** EXERCISE DETAILS **
Answer these questions using the profile of Martani Huseini below:
(a) Who preceded him as dean of the Faculty of Social and Political Sciences?
(b) Where was he born?
(c) What subject is he a professor of at the University of Indonesia?

** EXTRACT **
···
Deputy Rector for Institutional Affairs and Ventures of the University of Indonesia
- In office 11 October 2002 – 23 June 2005
- Preceded by: office established
- Succeeded by: office dissolved

Dean of the Faculty of Social and Political Sciences of the University of Indonesia
- In office 2001 – 11 October 2002
- Preceded by: Kamanto Sunarto
- Succeeded by: Gumilar Rusliwa Somantri

Personal details
- Born: 7 March 1951 (age 75) Kediri, East Java, Indonesia
- Education: University of Indonesia Aix-Marseille University Paris-Sorbonne University

= Martani Huseini =

Indonesian academic (born 1951)

Martani Huseini (born 7 March 1951) is an Indonesian academic, bureaucrat, and professor of international marketing at the University of Indonesia. He served as the deputy rector of the University of Indonesia from 2002 to 2005 and the director general of fisheries product processing and marketing from 2005 to 2011.
···
Recorded data
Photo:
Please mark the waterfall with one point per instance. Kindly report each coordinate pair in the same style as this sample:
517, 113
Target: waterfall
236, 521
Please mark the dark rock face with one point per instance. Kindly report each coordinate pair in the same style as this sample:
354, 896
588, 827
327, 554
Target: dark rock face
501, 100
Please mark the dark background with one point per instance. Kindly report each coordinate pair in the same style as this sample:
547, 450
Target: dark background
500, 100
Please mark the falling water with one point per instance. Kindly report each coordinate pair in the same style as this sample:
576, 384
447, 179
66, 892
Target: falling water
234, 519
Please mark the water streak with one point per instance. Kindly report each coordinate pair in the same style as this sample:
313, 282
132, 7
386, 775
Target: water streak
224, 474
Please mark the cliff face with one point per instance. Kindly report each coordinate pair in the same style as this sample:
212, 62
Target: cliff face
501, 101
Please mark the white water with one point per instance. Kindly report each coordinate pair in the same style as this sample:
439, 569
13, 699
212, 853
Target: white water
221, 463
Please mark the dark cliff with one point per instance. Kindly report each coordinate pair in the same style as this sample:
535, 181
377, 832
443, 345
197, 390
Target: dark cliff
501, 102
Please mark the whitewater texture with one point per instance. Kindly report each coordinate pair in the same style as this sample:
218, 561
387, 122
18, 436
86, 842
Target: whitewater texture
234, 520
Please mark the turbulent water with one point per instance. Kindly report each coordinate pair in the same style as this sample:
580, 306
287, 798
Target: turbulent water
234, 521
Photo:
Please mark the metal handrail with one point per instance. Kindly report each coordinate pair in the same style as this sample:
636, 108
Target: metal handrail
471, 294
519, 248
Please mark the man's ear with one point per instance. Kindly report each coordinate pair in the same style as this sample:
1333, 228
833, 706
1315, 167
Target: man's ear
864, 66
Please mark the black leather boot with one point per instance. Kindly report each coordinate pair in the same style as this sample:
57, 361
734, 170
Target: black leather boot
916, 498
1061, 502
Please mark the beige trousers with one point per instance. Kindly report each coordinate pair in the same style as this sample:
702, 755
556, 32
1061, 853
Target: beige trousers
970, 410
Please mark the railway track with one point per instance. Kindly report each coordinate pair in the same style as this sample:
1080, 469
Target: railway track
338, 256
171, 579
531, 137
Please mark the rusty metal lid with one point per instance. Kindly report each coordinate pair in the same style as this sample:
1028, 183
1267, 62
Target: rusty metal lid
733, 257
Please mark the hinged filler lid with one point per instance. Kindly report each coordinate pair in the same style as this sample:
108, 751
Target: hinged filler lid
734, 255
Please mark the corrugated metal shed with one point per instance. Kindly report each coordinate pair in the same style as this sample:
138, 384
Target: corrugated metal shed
···
** EXPECTED OUTPUT **
(a) Kamanto Sunarto
(b) Kediri, East Java, Indonesia
(c) International marketing